**Task description**. Could you put the lines below into a JSON array of strings, one string per line with blank lines omitted, beginning at the line that has "--target hazy sky" and stopping after the line that has "Give the mask of every instance of the hazy"?

**Provided data**.
▬▬▬▬▬▬

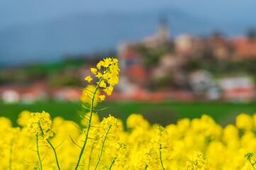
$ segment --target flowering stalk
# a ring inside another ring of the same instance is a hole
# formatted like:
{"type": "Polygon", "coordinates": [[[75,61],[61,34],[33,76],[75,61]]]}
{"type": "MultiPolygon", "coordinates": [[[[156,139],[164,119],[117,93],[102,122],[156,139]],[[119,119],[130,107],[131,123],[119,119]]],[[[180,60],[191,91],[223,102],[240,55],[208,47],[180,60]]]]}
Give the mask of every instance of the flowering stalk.
{"type": "Polygon", "coordinates": [[[96,86],[95,90],[94,91],[94,94],[92,95],[91,102],[91,108],[90,108],[90,115],[89,115],[89,123],[88,123],[88,125],[87,125],[87,132],[85,133],[84,142],[83,146],[81,148],[80,154],[79,154],[79,156],[78,157],[78,160],[77,160],[76,166],[74,168],[75,170],[77,169],[77,168],[78,168],[78,166],[79,165],[79,162],[80,162],[80,160],[81,160],[81,158],[82,158],[82,155],[84,153],[85,145],[86,145],[87,142],[88,135],[89,135],[89,130],[90,127],[91,127],[91,117],[92,117],[92,111],[93,111],[93,109],[94,109],[94,98],[95,98],[95,96],[96,96],[96,93],[97,90],[98,90],[99,86],[100,83],[101,82],[102,79],[103,79],[103,78],[101,77],[100,79],[99,82],[98,83],[97,86],[96,86]]]}
{"type": "MultiPolygon", "coordinates": [[[[40,125],[40,122],[38,122],[38,124],[39,124],[39,125],[39,125],[39,128],[40,128],[40,130],[41,130],[41,132],[42,132],[42,134],[43,134],[43,135],[44,135],[44,132],[43,132],[43,129],[42,129],[42,127],[41,127],[41,125],[40,125]]],[[[57,169],[58,169],[59,170],[60,170],[60,165],[59,165],[59,162],[58,162],[58,161],[57,161],[57,154],[56,154],[55,149],[54,148],[54,147],[52,146],[52,144],[51,144],[51,142],[48,140],[48,139],[46,139],[46,141],[48,142],[48,144],[49,144],[50,146],[52,147],[52,150],[53,150],[53,152],[54,152],[54,154],[55,154],[55,160],[56,160],[57,169]]]]}
{"type": "Polygon", "coordinates": [[[254,165],[256,164],[256,162],[255,162],[253,164],[252,163],[251,161],[251,157],[252,157],[253,156],[253,153],[252,152],[249,152],[247,154],[245,155],[245,157],[246,157],[246,159],[249,161],[250,164],[252,165],[252,168],[254,170],[256,170],[255,168],[254,167],[254,165]]]}
{"type": "Polygon", "coordinates": [[[101,145],[101,152],[100,152],[100,153],[99,153],[98,162],[97,162],[97,163],[96,164],[94,170],[96,170],[96,169],[97,169],[97,166],[98,166],[98,165],[99,165],[99,161],[101,160],[101,156],[102,156],[103,147],[104,147],[104,143],[105,143],[105,141],[106,141],[106,136],[108,135],[108,132],[109,132],[110,128],[111,128],[111,125],[109,126],[109,128],[108,128],[108,131],[107,131],[106,133],[104,140],[103,142],[102,142],[102,145],[101,145]]]}
{"type": "Polygon", "coordinates": [[[162,146],[161,145],[162,144],[160,144],[160,147],[159,149],[159,152],[160,152],[161,166],[162,166],[162,170],[165,170],[164,165],[162,164],[162,152],[161,152],[162,146]]]}
{"type": "Polygon", "coordinates": [[[38,149],[38,133],[36,133],[36,152],[38,153],[38,162],[39,162],[39,166],[40,166],[40,169],[43,170],[42,168],[42,162],[41,162],[41,159],[40,158],[40,154],[39,154],[39,149],[38,149]]]}
{"type": "Polygon", "coordinates": [[[94,144],[95,144],[95,143],[96,143],[96,142],[95,142],[95,140],[94,140],[94,143],[92,144],[92,146],[91,146],[90,154],[89,155],[88,170],[90,169],[90,164],[91,164],[91,154],[92,154],[92,151],[94,150],[94,144]]]}
{"type": "Polygon", "coordinates": [[[111,169],[113,163],[115,163],[116,159],[116,157],[115,157],[115,158],[113,159],[113,161],[112,161],[112,162],[111,162],[111,164],[110,166],[109,166],[108,170],[111,170],[111,169]]]}

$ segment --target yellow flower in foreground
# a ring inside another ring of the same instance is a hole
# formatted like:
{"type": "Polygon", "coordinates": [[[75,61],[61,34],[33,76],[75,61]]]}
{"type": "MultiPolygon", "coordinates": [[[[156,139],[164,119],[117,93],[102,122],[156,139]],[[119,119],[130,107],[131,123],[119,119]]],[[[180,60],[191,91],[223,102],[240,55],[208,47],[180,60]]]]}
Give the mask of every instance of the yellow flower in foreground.
{"type": "Polygon", "coordinates": [[[99,99],[101,99],[101,101],[104,101],[105,100],[105,95],[101,95],[99,96],[99,99]]]}
{"type": "Polygon", "coordinates": [[[91,73],[94,74],[94,75],[95,75],[95,74],[97,74],[97,69],[96,69],[91,68],[91,73]]]}
{"type": "Polygon", "coordinates": [[[88,82],[89,82],[89,83],[91,83],[91,80],[92,80],[92,79],[91,78],[90,76],[85,77],[84,79],[85,79],[86,81],[87,81],[88,82]]]}

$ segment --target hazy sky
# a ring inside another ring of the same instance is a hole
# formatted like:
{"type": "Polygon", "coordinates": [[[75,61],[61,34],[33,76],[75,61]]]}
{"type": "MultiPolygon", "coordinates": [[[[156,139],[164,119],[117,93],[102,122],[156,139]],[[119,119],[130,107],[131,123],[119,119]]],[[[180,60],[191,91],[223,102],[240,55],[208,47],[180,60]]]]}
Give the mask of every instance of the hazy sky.
{"type": "Polygon", "coordinates": [[[0,30],[79,13],[133,13],[174,8],[221,22],[255,22],[255,0],[0,0],[0,30]]]}

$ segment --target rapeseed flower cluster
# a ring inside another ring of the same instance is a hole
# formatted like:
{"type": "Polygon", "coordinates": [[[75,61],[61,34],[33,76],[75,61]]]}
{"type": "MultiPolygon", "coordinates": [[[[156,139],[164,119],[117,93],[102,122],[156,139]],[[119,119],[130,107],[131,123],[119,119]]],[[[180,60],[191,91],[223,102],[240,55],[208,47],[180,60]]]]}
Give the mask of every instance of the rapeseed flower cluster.
{"type": "MultiPolygon", "coordinates": [[[[24,114],[23,112],[21,113],[24,114]]],[[[24,114],[25,115],[25,114],[24,114]]],[[[21,115],[22,117],[23,115],[21,115]]],[[[24,115],[23,115],[24,116],[24,115]]],[[[20,120],[22,122],[21,120],[20,120]]],[[[27,126],[28,133],[30,135],[38,136],[39,140],[48,139],[53,136],[53,130],[51,129],[52,120],[48,113],[31,113],[31,118],[28,119],[27,126]]]]}
{"type": "MultiPolygon", "coordinates": [[[[252,123],[251,129],[240,126],[240,119],[245,115],[238,115],[235,125],[225,128],[220,127],[206,115],[193,120],[182,119],[177,124],[163,128],[150,125],[141,115],[132,114],[126,122],[130,128],[124,130],[118,119],[108,116],[101,122],[95,114],[93,118],[98,120],[92,124],[81,159],[83,166],[78,169],[94,169],[101,153],[96,169],[111,167],[111,169],[134,170],[252,170],[252,166],[256,166],[256,159],[252,154],[256,152],[256,135],[253,130],[256,124],[252,123]],[[140,123],[133,125],[133,121],[138,118],[140,123]],[[208,125],[204,126],[206,124],[208,125]],[[204,130],[199,130],[198,127],[204,128],[204,130]],[[218,132],[213,132],[213,129],[218,132]]],[[[246,116],[253,120],[256,114],[246,116]]],[[[33,113],[31,118],[41,117],[33,113]]],[[[18,122],[21,118],[21,115],[18,122]]],[[[48,121],[49,118],[46,118],[48,121]]],[[[9,169],[10,166],[14,170],[39,167],[35,137],[29,134],[29,128],[13,128],[11,121],[3,117],[0,118],[0,169],[9,169]]],[[[46,132],[49,126],[45,127],[46,132]]],[[[56,133],[48,140],[55,146],[60,169],[74,169],[84,140],[84,134],[77,128],[82,129],[84,126],[57,117],[53,119],[52,127],[56,129],[56,133]]],[[[38,130],[35,125],[35,130],[33,134],[38,130]]],[[[57,169],[55,154],[49,145],[42,142],[39,145],[43,169],[57,169]]]]}
{"type": "MultiPolygon", "coordinates": [[[[113,90],[113,86],[118,83],[119,81],[119,72],[118,60],[113,58],[106,58],[103,61],[100,61],[96,68],[91,68],[91,73],[99,79],[96,87],[101,89],[108,96],[111,96],[113,90]]],[[[89,76],[84,79],[89,83],[93,80],[93,79],[89,76]]],[[[84,89],[84,93],[82,96],[82,98],[84,98],[84,95],[92,95],[92,91],[94,91],[95,87],[92,89],[84,89]],[[92,91],[91,91],[92,90],[92,91]],[[91,92],[91,93],[90,93],[91,92]]],[[[98,100],[104,101],[105,95],[99,95],[99,91],[97,92],[96,96],[98,100]]],[[[91,96],[89,96],[91,98],[91,96]]]]}

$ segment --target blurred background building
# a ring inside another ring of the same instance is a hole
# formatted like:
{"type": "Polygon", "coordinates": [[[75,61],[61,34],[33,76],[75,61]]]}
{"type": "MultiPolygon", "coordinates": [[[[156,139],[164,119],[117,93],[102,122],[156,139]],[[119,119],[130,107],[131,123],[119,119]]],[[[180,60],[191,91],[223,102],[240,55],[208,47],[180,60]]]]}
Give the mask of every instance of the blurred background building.
{"type": "Polygon", "coordinates": [[[88,2],[90,8],[60,2],[33,1],[28,8],[29,0],[0,1],[4,103],[77,101],[84,78],[105,57],[118,58],[121,70],[108,101],[255,100],[255,1],[142,1],[138,6],[132,1],[133,10],[116,1],[101,7],[88,2]]]}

▬▬▬▬▬▬

**Solution below**.
[
  "$ segment --target hazy sky",
  "# a ring inside another ring of the same instance is a hole",
  "# formatted like:",
  "{\"type\": \"Polygon\", \"coordinates\": [[[75,61],[61,34],[33,76],[75,61]]]}",
  "{\"type\": \"MultiPolygon\", \"coordinates\": [[[[156,139],[164,119],[117,93],[102,122],[156,139]],[[119,119],[130,107],[131,123],[119,119]]],[[[180,60],[191,91],[223,102],[240,55],[208,47],[180,60]]]]}",
  "Give the mask of every instance of the hazy sky."
]